* **Work to complete**
Write out every line of the entries below as a numbered list. Skip blank lines and leave out the pictures.

Dataset rows
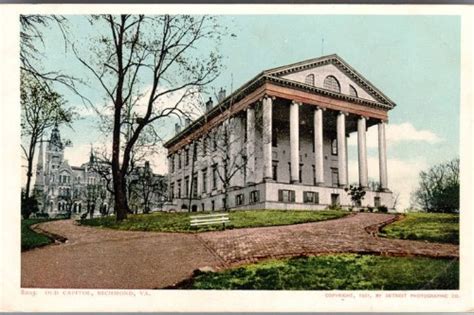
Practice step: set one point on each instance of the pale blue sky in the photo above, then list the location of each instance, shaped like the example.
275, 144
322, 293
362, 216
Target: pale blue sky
415, 60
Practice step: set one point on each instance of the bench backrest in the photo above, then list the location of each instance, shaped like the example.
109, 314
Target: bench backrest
205, 219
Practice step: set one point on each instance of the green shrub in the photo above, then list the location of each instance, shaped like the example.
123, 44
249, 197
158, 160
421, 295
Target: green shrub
382, 209
336, 272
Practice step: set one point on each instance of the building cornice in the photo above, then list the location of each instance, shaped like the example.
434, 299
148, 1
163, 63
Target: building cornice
339, 63
271, 76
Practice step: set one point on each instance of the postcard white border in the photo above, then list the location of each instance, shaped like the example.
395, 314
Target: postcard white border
13, 298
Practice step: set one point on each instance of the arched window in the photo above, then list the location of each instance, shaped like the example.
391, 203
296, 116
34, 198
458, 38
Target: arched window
352, 91
309, 79
331, 83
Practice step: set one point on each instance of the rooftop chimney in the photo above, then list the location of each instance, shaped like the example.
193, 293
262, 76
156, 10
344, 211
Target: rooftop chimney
209, 105
221, 95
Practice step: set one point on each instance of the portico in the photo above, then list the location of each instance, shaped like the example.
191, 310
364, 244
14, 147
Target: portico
321, 119
291, 129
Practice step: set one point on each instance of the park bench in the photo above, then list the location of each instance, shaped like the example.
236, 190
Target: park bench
209, 219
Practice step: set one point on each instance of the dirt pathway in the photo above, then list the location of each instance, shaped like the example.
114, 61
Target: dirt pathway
103, 258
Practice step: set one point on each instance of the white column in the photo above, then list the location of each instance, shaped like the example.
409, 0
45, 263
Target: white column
318, 146
267, 138
362, 151
294, 142
170, 175
341, 148
250, 145
382, 157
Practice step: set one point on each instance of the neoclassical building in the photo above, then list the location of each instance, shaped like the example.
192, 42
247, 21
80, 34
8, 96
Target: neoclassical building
280, 142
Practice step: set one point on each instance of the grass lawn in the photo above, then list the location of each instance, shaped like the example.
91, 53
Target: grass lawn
433, 227
179, 222
31, 239
335, 272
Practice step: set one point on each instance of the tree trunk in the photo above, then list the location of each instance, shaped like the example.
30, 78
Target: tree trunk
120, 198
29, 172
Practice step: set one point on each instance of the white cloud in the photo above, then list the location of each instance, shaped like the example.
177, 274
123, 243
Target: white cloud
402, 176
396, 133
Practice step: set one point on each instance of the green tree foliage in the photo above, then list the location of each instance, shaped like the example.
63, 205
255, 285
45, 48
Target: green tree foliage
438, 189
140, 62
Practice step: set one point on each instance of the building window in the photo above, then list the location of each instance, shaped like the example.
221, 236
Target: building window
285, 195
377, 202
314, 175
171, 191
245, 130
335, 177
239, 199
275, 170
254, 196
214, 141
214, 176
194, 184
331, 83
310, 197
204, 180
309, 79
300, 175
275, 138
334, 146
186, 186
194, 152
352, 91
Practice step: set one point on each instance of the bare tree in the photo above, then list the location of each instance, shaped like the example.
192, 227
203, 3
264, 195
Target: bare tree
438, 189
41, 109
32, 29
228, 154
141, 61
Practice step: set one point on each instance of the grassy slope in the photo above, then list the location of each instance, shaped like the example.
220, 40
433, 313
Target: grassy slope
179, 222
31, 239
433, 227
336, 272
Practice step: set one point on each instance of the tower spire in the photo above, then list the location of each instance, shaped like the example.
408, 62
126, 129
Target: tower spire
91, 156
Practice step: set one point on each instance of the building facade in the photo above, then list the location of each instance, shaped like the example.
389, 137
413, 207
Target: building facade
280, 142
64, 189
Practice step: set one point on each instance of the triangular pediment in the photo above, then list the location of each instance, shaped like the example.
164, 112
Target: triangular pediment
315, 72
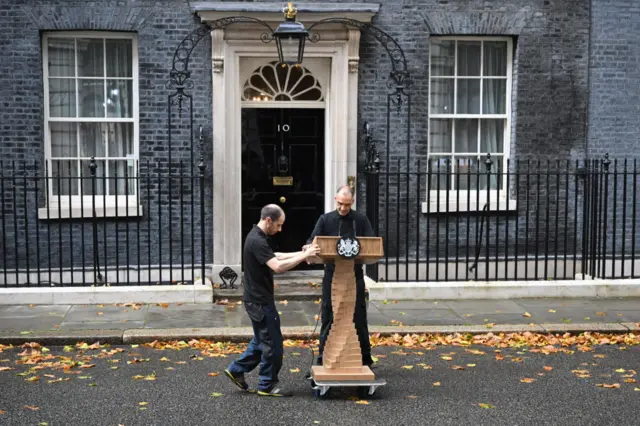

* **Result below**
1. Practice step: set one point on each instance of the pale blue sky in the photo above, then list the location of each instance, shaped like the example.
2. 275, 144
3. 322, 293
4. 362, 216
5. Target: pale blue sky
6. 415, 60
7. Practice step: set one point on each instance of the bench backrest in the photo above, then list the location of each instance, shaped like the example.
8. 109, 314
9. Target: bench backrest
10. 205, 219
11. Practice step: set one point on each instance of the green shrub in the photo above, then list the location of each instance, shaped like the example.
12. 123, 44
13. 249, 197
14. 158, 160
15. 421, 295
16. Target: green shrub
17. 382, 209
18. 336, 272
19. Practice step: set one point on each instance of the building cornice in the photo above, then list the location of each instance, shaped like the example.
20. 434, 299
21. 148, 1
22. 163, 63
23. Target: building cornice
24. 339, 63
25. 271, 76
26. Practice step: set one point on each instance of the postcard white border in the photo above, then list the location of each instance, shaped like the example.
27. 395, 314
28. Target: postcard white border
29. 13, 298
30. Practice step: set one point on each instance of the arched window in the photo above, then list the location of each instance, shaped like the example.
31. 391, 203
32. 296, 116
33. 34, 198
34. 458, 38
35. Target: arched window
36. 352, 91
37. 309, 79
38. 331, 83
39. Practice step: set one point on each instance of the rooftop chimney in the photo above, then list the location of each instance, shaped like the example.
40. 193, 293
41. 262, 76
42. 156, 10
43. 344, 211
44. Target: rooftop chimney
45. 209, 105
46. 221, 95
47. Practice step: set one point on each instance of the portico in the photo above, then list the location of each instance, shaped like the example.
48. 191, 310
49. 364, 244
50. 14, 147
51. Target: portico
52. 321, 119
53. 291, 129
54. Practice step: set one point on each instance of the park bench in the photo above, then list the location of each instance, shaped like the example.
55. 236, 190
56. Target: park bench
57. 209, 219
58. Practice step: set one point on each instance of the dirt pathway in the photo above, then list the location of each instance, shaped like the example.
59. 114, 61
60. Target: dirt pathway
61. 103, 258
62. Practice step: set one point on each instance of the white column in the photo above, then list the location of each instance, shaped like the example.
63. 409, 0
64. 45, 263
65. Target: white column
66. 318, 146
67. 267, 138
68. 362, 151
69. 294, 142
70. 170, 175
71. 341, 148
72. 250, 145
73. 382, 157
74. Practice step: set one point on each instance of the neoclassical building in the photo above, then list the location of each instance, shaped like the example.
75. 192, 42
76. 247, 21
77. 80, 34
78. 8, 96
79. Target: neoclassical building
80. 280, 142
81. Practice step: set one point on each instance of the grass lawn in the photo above, then list the location of each instance, shaped like the example.
82. 91, 53
83. Target: grass lawn
84. 433, 227
85. 179, 222
86. 31, 239
87. 335, 272
88. Practice step: set one point on each instance of the tree trunk in the photo above, then list the location of each instance, shaped like the example.
89. 30, 78
90. Target: tree trunk
91. 120, 198
92. 29, 172
93. Practice step: set one point on each instance of the white cloud in the photo above, then list the location of each instance, shaped like the example.
94. 177, 274
95. 123, 243
96. Target: white cloud
97. 402, 176
98. 396, 133
99. Practice step: set one point on each instance of the green tree foliage in the photo above, then list the location of each instance, shaped like the example.
100. 63, 205
101. 255, 285
102. 45, 48
103. Target: green tree foliage
104. 438, 189
105. 140, 62
106. Practice step: set one point on each instance of the building window in the photo above, then list the location of each instance, shaped like the example.
107. 221, 236
108. Target: building window
109. 285, 195
110. 377, 202
111. 314, 175
112. 171, 191
113. 245, 130
114. 335, 177
115. 239, 199
116. 275, 170
117. 254, 196
118. 214, 141
119. 214, 176
120. 194, 184
121. 331, 83
122. 310, 197
123. 204, 180
124. 309, 79
125. 300, 175
126. 275, 138
127. 334, 146
128. 186, 186
129. 194, 152
130. 352, 91
131. Practice step: set one point on each instance of the bare tree in the photo above, then list the location of each instance, shaped like the example.
132. 192, 227
133. 203, 3
134. 264, 195
135. Target: bare tree
136. 438, 189
137. 41, 109
138. 32, 29
139. 228, 154
140. 141, 61
141. Practice step: set one point on each instance of the grassy slope in the photo above, then list the location of each instance, shaped like the example.
142. 220, 40
143. 433, 313
144. Target: grassy slope
145. 179, 222
146. 31, 239
147. 433, 227
148. 336, 272
149. Practice step: set one point on each instance of the tower spire in the photo above, then list the location of each instance, shaped like the example.
150. 408, 62
151. 126, 129
152. Target: tower spire
153. 91, 156
154. Practice step: set one point on each instance of the building facade in the photo above, then list the location of each instance, shaped like the example.
155. 389, 137
156. 413, 207
157. Target: building facade
158. 280, 142
159. 64, 189
160. Practice step: set one point on each instance of the triangular pediment in the photo above, then list the location of each instance, shaped like the example.
161. 164, 112
162. Target: triangular pediment
163. 315, 72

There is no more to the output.